== Excerpted data
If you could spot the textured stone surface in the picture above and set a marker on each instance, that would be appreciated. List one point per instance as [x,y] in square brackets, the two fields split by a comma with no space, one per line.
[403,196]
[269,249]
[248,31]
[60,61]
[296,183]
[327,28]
====
Write out the material again, putting "rough rock face" in place of "textured stone surface" and keeping everything else the same.

Task response:
If you could spot the rough rock face in the picture above and set a marker on each instance, that would be appreciated. List one point per instance as [x,y] in square brackets, the two fields split by a comma with no space, one per line.
[403,196]
[269,249]
[248,31]
[60,61]
[296,183]
[327,28]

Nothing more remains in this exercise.